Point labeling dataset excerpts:
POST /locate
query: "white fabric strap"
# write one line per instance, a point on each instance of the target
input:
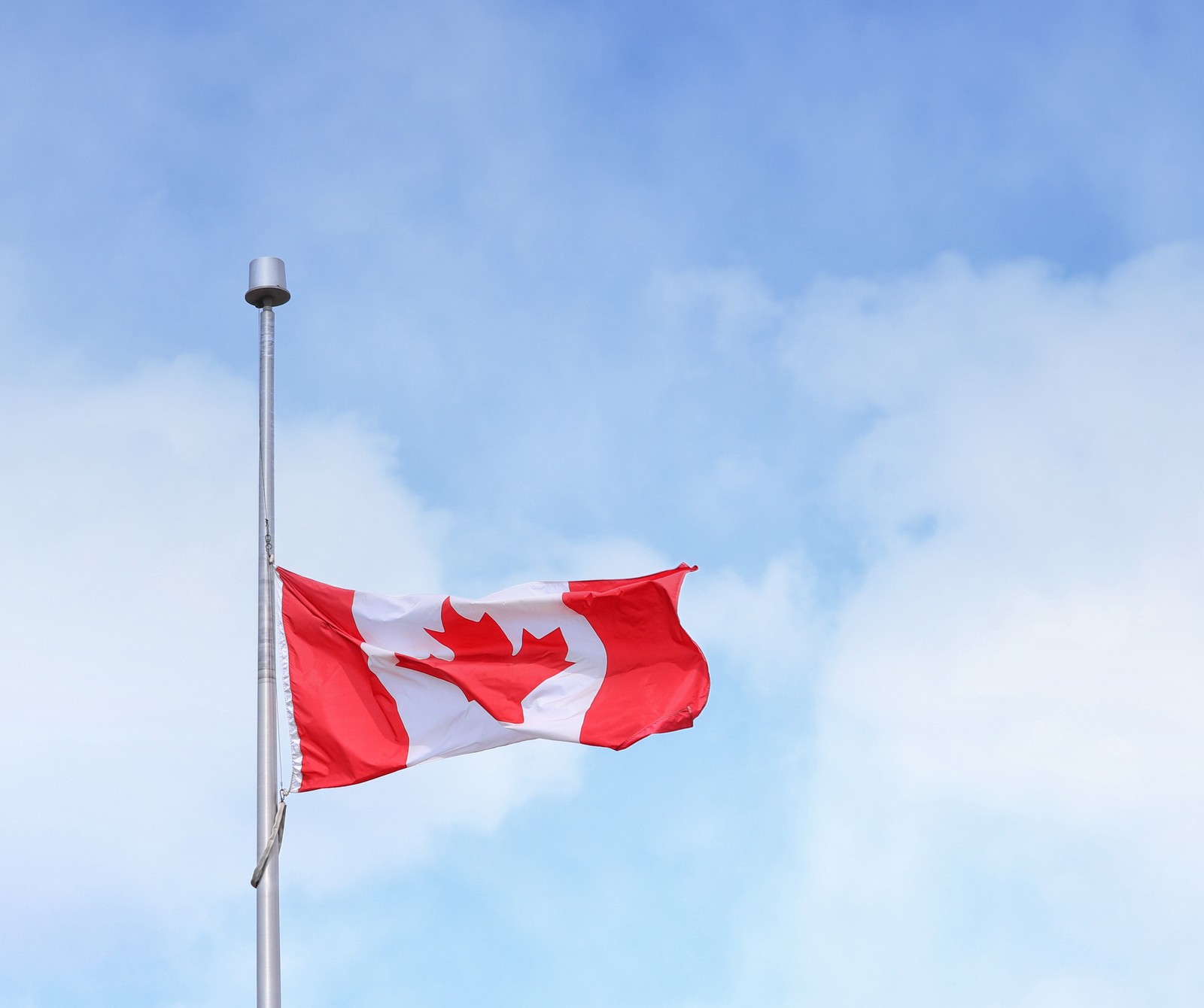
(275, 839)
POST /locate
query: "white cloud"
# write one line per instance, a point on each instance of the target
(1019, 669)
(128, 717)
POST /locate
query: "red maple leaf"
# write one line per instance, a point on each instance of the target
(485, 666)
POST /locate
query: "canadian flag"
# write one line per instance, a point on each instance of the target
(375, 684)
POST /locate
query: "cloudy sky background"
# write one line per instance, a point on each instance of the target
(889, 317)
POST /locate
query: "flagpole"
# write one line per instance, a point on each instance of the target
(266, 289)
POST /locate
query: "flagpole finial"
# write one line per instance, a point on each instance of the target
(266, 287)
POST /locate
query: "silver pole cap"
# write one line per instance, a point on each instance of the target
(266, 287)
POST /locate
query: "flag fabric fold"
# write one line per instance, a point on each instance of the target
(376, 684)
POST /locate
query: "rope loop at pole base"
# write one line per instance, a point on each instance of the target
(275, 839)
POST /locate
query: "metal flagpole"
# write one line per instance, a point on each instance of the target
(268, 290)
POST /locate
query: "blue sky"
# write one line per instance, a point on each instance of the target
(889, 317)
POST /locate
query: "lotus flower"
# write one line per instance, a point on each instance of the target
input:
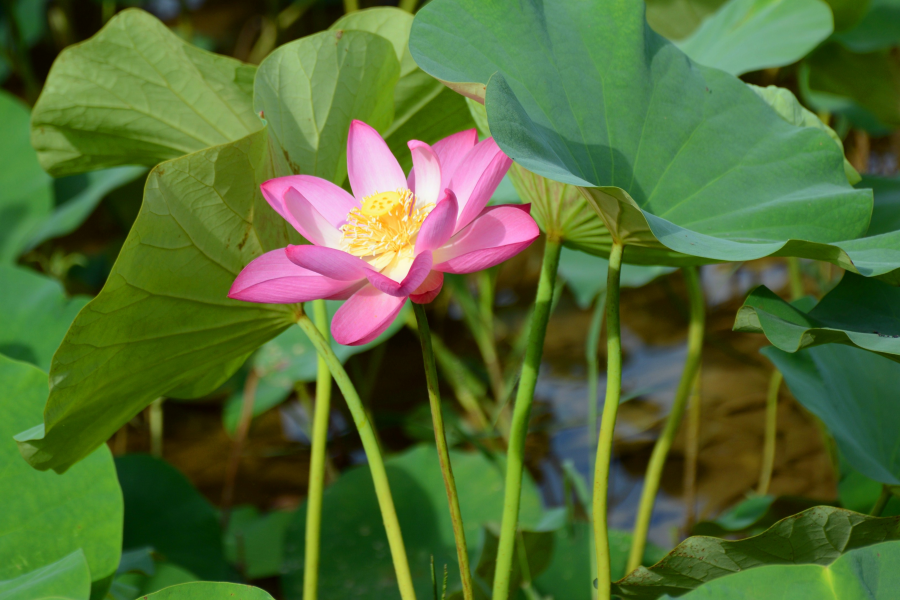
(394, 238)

[Task prompt]
Output every entry word for word, but omit the pictures.

[Written solution]
POST /locate
query: "white fabric strap"
# write one line per instance, a point on each instance of the target
input:
(275, 839)
POST /locate
query: "white cloud"
# write one line per instance, a point on each instance of the target
(1019, 669)
(128, 717)
POST /locate
query: "red maple leaf"
# write one line per instance, a point on each instance of the target
(485, 666)
POST /locate
query: "canadian flag"
# write one line per instance, a point on each instance of the target
(375, 684)
POST /locate
query: "cloudy sky background"
# write one line per instance, a point on each instance of the target
(889, 317)
POST /locate
query: "flagpole"
# write one line per instance, a point on each instance of the target
(266, 289)
POST /locate
query: "flagpole finial"
# write one line per instance, a point on each instance of the target
(266, 287)
POST /locate
query: "silver pole cap"
# write one line per instance, a point on each instance of the target
(266, 287)
POST /locate
query: "flag fabric fold"
# write one line per instance, a point on each instance of the target
(376, 684)
POST /locate
query: "rope loop at pole base"
# write one line per instance, a point on each instance of the target
(275, 839)
POST /locate
query: "metal flagpole"
# write one line per instance, a point on each instance of the target
(268, 290)
POST /locate
query: "blue sky"
# write one line per instance, a point on each instance of the target
(889, 317)
POST /locate
query: "lotus flower"
# write one line per instance, a point on each instance of the target
input:
(394, 238)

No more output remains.